= Nuclear gypsy =

Temporary worker in nuclear industry

A nuclear gypsy is a temporary worker who performs the least desirable work in the nuclear power industry.

Japanese writer Kunio Horie gave this name to "contract workers who have traditionally performed the dirtiest, most dangerous jobs for Japan's power utilities."

While the term became more widely used after the 2011 Fukushima disaster, the Japanese nuclear industry has used such contracted maintenance and sanitary workers since the 1970s. The term is used with contempt for transient workers, based on the sometimes-derogatory name for the Romani people. Also called a jumper, nuclear gypsies move from one temporary assignment to another nuclear power plant.

These are "construction workers, truck drivers, and unemployed men ... [s]ome ... recruited from day-labor centers where jobless people gather hoping to find work." About a hundred subcontractors employ about 3,000 workers, compared to about 400 workers directly employed by TEPCO.

···

◆ STATED EXERCISE 1: Repeat the listing word for word, beginning at its first line and stopping after the line that contains "[[0, 409, 1288, 855]]", with both ends included, and leave the pictures out of your answer.

◆ EXTRACTED MATERIAL:
···

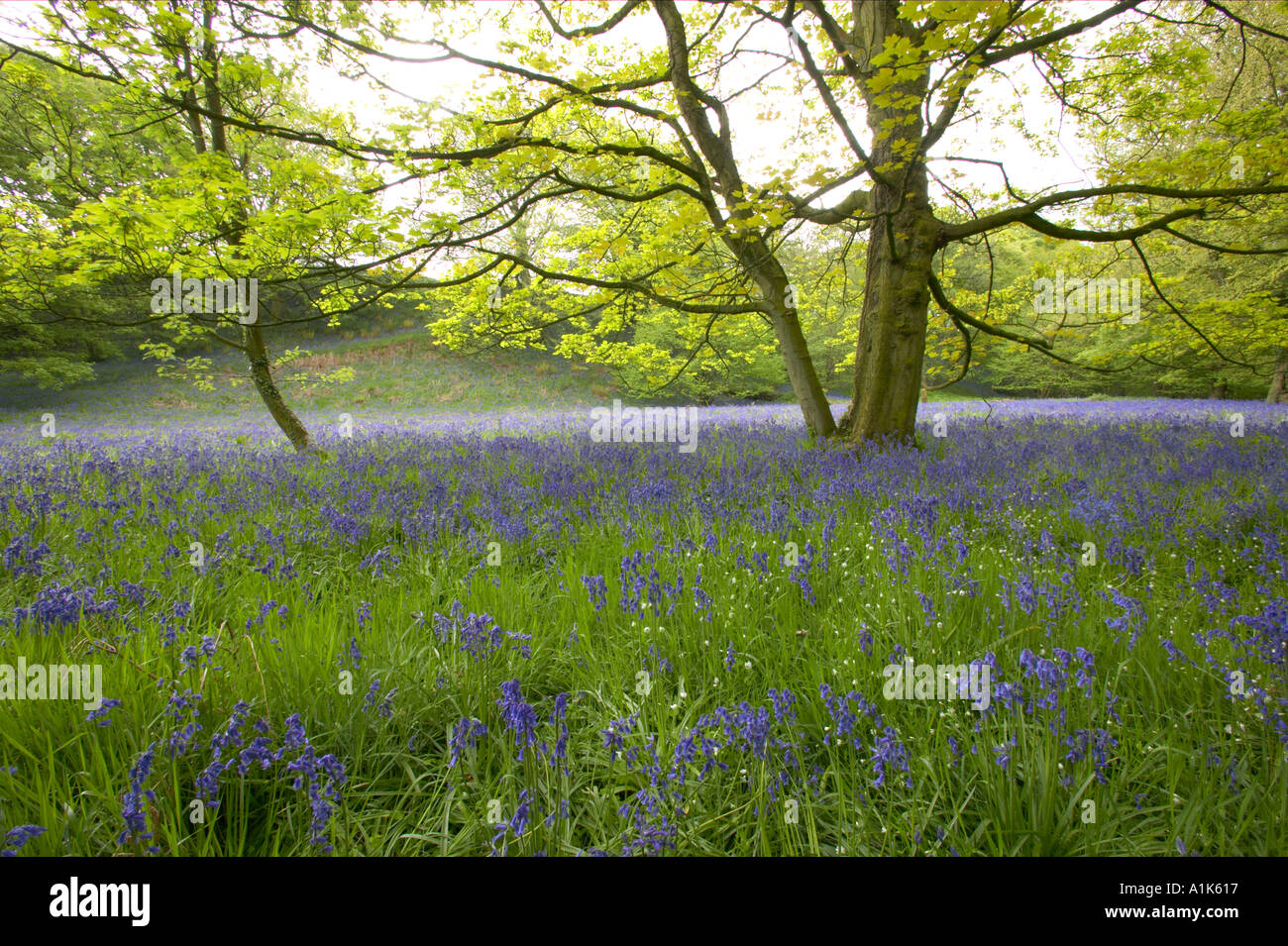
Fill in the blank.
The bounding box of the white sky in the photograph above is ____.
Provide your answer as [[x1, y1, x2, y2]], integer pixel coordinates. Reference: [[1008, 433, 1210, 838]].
[[309, 1, 1104, 199], [0, 0, 1105, 221]]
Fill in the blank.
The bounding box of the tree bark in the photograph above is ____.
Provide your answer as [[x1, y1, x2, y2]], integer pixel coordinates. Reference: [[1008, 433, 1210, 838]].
[[242, 324, 317, 453], [1266, 348, 1288, 404], [654, 0, 836, 436], [841, 0, 941, 442]]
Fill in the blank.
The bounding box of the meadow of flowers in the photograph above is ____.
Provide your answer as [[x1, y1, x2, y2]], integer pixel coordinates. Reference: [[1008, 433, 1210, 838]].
[[0, 401, 1288, 856]]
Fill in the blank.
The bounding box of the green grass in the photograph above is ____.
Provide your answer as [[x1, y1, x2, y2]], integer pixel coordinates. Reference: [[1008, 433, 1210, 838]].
[[0, 409, 1288, 855]]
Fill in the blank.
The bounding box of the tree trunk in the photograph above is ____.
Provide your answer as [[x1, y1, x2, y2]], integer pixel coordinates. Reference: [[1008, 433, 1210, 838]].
[[743, 255, 836, 436], [1266, 348, 1288, 404], [654, 0, 836, 436], [242, 324, 317, 453], [841, 0, 940, 442]]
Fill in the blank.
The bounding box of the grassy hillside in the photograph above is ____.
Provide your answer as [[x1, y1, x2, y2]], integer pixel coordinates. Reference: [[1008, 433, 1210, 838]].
[[0, 330, 621, 420]]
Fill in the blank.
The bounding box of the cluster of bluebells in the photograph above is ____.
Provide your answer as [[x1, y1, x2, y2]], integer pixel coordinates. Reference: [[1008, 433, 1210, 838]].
[[434, 601, 532, 662], [0, 825, 46, 857], [117, 691, 347, 853]]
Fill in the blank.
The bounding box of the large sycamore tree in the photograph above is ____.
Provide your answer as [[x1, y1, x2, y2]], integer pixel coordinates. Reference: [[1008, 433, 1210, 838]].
[[10, 0, 1288, 442]]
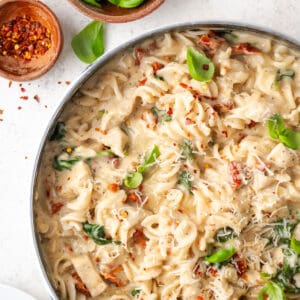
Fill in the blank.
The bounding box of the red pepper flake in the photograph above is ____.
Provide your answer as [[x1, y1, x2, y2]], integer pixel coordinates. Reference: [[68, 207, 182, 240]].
[[108, 183, 119, 193], [248, 120, 257, 129], [231, 43, 261, 54], [0, 15, 51, 61], [179, 82, 189, 89], [139, 78, 147, 86], [47, 203, 64, 215], [134, 48, 146, 65], [33, 95, 40, 103], [152, 62, 164, 73], [132, 229, 148, 249], [72, 272, 91, 297]]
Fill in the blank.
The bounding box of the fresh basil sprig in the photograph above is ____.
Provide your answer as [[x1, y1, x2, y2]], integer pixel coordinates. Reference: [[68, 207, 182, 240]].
[[71, 21, 104, 64], [204, 247, 236, 263], [187, 47, 215, 82], [124, 145, 160, 189], [82, 222, 121, 245], [50, 122, 67, 141], [258, 281, 286, 300], [214, 226, 237, 243], [290, 237, 300, 254], [108, 0, 145, 8], [177, 170, 192, 193], [151, 106, 172, 122], [272, 69, 295, 90], [83, 0, 101, 7], [267, 114, 300, 150], [130, 289, 141, 297]]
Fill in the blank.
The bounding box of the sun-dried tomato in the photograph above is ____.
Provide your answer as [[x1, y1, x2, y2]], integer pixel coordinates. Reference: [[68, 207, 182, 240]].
[[0, 15, 51, 61]]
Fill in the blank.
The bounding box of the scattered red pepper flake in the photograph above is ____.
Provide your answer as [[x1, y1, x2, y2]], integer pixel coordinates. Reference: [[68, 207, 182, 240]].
[[72, 272, 91, 297], [0, 15, 51, 61], [51, 202, 64, 215], [231, 43, 261, 54]]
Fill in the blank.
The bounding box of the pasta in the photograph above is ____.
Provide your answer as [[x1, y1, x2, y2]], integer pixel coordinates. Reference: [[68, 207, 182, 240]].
[[35, 29, 300, 300]]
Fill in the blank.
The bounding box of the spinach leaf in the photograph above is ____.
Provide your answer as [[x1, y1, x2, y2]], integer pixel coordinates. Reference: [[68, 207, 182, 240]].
[[130, 289, 141, 297], [151, 106, 172, 122], [290, 237, 300, 254], [71, 21, 104, 64], [124, 145, 160, 189], [53, 156, 81, 171], [108, 0, 145, 8], [204, 247, 236, 263], [187, 47, 215, 82], [50, 122, 67, 141], [267, 114, 300, 150], [82, 222, 121, 245], [177, 170, 192, 193], [258, 281, 286, 300], [214, 226, 237, 243], [180, 141, 195, 160], [83, 0, 101, 7]]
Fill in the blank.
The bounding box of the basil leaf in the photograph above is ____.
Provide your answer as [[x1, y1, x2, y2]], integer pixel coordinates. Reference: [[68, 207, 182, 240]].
[[187, 48, 215, 82], [108, 0, 145, 8], [82, 222, 121, 245], [177, 170, 192, 193], [151, 106, 172, 122], [267, 114, 300, 150], [124, 172, 143, 189], [180, 141, 195, 160], [71, 21, 104, 64], [258, 281, 286, 300], [204, 247, 236, 263], [83, 0, 101, 7], [138, 145, 160, 173], [130, 289, 141, 297], [290, 237, 300, 254], [214, 226, 237, 243], [124, 145, 160, 189], [53, 156, 81, 171], [50, 122, 67, 141]]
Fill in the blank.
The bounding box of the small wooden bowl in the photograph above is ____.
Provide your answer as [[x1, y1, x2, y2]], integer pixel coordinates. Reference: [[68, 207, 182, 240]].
[[69, 0, 165, 23], [0, 0, 62, 81]]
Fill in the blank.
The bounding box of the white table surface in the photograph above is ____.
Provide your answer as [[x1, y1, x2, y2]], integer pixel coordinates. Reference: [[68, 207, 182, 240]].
[[0, 0, 300, 300]]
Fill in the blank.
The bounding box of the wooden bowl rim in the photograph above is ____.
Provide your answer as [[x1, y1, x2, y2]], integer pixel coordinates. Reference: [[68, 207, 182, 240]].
[[68, 0, 165, 23], [0, 0, 63, 81]]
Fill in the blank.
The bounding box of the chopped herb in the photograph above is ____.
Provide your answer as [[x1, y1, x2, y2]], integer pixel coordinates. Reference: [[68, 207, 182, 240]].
[[151, 106, 172, 122], [82, 222, 121, 245], [50, 122, 67, 141], [180, 141, 195, 160], [214, 226, 237, 243], [131, 289, 141, 297], [71, 21, 104, 64], [204, 247, 236, 263], [258, 281, 286, 300], [290, 237, 300, 254], [124, 145, 160, 189], [53, 156, 81, 171], [267, 114, 300, 150], [177, 170, 192, 193], [272, 69, 295, 90], [83, 0, 101, 7], [108, 0, 145, 8], [187, 48, 215, 82]]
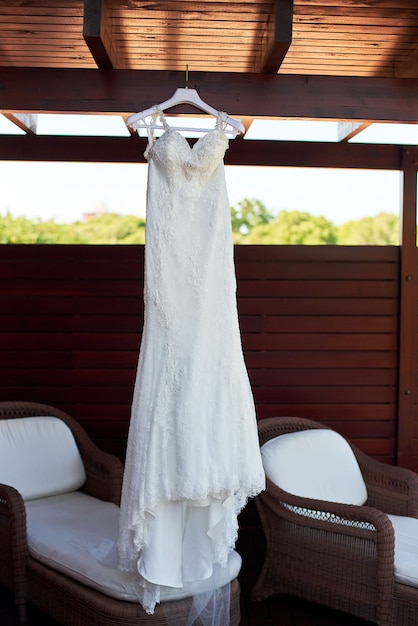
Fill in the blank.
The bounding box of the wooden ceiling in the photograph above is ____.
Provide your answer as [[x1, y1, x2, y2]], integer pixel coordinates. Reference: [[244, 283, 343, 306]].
[[0, 0, 418, 77], [0, 0, 418, 167]]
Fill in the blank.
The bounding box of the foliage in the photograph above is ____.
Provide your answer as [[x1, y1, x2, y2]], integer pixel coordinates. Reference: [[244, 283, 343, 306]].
[[0, 212, 145, 244], [0, 199, 399, 246], [338, 213, 399, 246], [243, 211, 337, 241], [231, 198, 274, 243]]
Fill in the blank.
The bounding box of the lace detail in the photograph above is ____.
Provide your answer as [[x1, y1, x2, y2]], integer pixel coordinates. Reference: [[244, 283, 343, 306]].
[[119, 114, 264, 612], [282, 502, 376, 531]]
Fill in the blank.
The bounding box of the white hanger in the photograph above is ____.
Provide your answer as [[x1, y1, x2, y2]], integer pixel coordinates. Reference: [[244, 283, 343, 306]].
[[126, 87, 245, 137]]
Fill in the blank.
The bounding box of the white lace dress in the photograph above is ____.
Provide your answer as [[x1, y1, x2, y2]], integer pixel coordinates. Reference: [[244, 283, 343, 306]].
[[118, 111, 264, 612]]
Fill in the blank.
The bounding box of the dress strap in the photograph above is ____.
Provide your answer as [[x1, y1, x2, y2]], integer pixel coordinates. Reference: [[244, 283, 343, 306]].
[[215, 111, 228, 131], [144, 107, 170, 158]]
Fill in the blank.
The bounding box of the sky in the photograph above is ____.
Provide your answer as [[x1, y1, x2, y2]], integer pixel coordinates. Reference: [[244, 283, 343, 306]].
[[0, 114, 404, 225], [0, 161, 401, 225]]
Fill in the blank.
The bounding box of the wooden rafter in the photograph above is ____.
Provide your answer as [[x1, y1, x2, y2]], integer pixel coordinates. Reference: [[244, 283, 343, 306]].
[[0, 67, 418, 122], [83, 0, 121, 70], [0, 135, 404, 170], [337, 122, 370, 141], [3, 113, 38, 135], [256, 0, 293, 74]]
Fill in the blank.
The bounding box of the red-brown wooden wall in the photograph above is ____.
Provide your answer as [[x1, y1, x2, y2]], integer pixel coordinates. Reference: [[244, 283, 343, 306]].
[[0, 245, 399, 463]]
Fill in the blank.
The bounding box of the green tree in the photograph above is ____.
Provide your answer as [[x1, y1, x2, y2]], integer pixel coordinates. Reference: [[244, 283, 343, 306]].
[[242, 211, 337, 241], [72, 213, 145, 244], [337, 213, 399, 246], [231, 198, 274, 243], [0, 213, 145, 244]]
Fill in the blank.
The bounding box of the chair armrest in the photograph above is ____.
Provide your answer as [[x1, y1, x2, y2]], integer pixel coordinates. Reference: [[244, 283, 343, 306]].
[[253, 479, 394, 621], [78, 442, 123, 506], [262, 478, 394, 540], [0, 483, 28, 611], [351, 444, 418, 518]]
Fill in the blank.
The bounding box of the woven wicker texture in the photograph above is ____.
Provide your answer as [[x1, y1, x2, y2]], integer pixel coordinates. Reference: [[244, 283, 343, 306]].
[[253, 417, 418, 626], [0, 402, 240, 626]]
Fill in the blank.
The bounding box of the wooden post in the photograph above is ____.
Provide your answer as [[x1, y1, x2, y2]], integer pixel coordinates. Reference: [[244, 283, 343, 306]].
[[397, 148, 418, 471]]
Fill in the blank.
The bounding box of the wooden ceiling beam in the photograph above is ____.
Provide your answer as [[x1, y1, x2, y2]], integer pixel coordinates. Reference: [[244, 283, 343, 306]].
[[0, 135, 402, 170], [337, 122, 370, 141], [3, 113, 38, 135], [256, 0, 293, 74], [83, 0, 123, 70], [0, 67, 418, 123]]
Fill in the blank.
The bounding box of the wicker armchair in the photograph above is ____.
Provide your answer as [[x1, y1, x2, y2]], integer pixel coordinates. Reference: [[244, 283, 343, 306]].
[[253, 417, 418, 626], [0, 402, 240, 626]]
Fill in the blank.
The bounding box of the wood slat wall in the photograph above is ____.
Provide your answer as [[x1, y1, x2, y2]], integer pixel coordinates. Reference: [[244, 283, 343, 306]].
[[0, 245, 399, 463]]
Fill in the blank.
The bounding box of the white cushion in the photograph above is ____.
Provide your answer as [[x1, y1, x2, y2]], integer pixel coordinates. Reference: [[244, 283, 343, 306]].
[[261, 428, 367, 505], [0, 417, 86, 500], [388, 515, 418, 587], [26, 491, 241, 602]]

···

◆ STATED EXERCISE 2: Quote the nuclear gypsy article exactly, beginning at the words "While the term" and stopping after the words "nuclear power plant.".

◆ EXERCISE SOLUTION 1:
Fill in the blank.
The bounding box of the white sky in the photograph above is ____.
Provide your answer as [[x1, y1, x2, y2]], integer pixel coordinates. Reference: [[1008, 433, 1210, 838]].
[[309, 1, 1104, 199], [0, 0, 1105, 221]]
Fill in the blank.
The bounding box of the tree bark in the photograph above is ____.
Provide your answer as [[x1, y1, x2, y2]], integer pixel coordinates. Reference: [[1008, 433, 1210, 838]].
[[242, 324, 317, 453], [1266, 348, 1288, 404], [654, 0, 836, 436], [841, 0, 941, 442]]
Fill in the blank.
The bounding box of the meadow of flowers in the photograph above is ____.
Provide your answer as [[x1, y1, x2, y2]], integer pixel coordinates. Reference: [[1008, 433, 1210, 838]].
[[0, 401, 1288, 856]]
Fill in the blank.
The bounding box of the green grass in the photograph above is ____.
Provide your answer as [[x1, y1, x2, y2]], integer pixel coordinates. Reference: [[1008, 433, 1210, 838]].
[[0, 409, 1288, 855]]

◆ EXERCISE SOLUTION 2:
While the term became more widely used after the 2011 Fukushima disaster, the Japanese nuclear industry has used such contracted maintenance and sanitary workers since the 1970s. The term is used with contempt for transient workers, based on the sometimes-derogatory name for the Romani people. Also called a jumper, nuclear gypsies move from one temporary assignment to another nuclear power plant.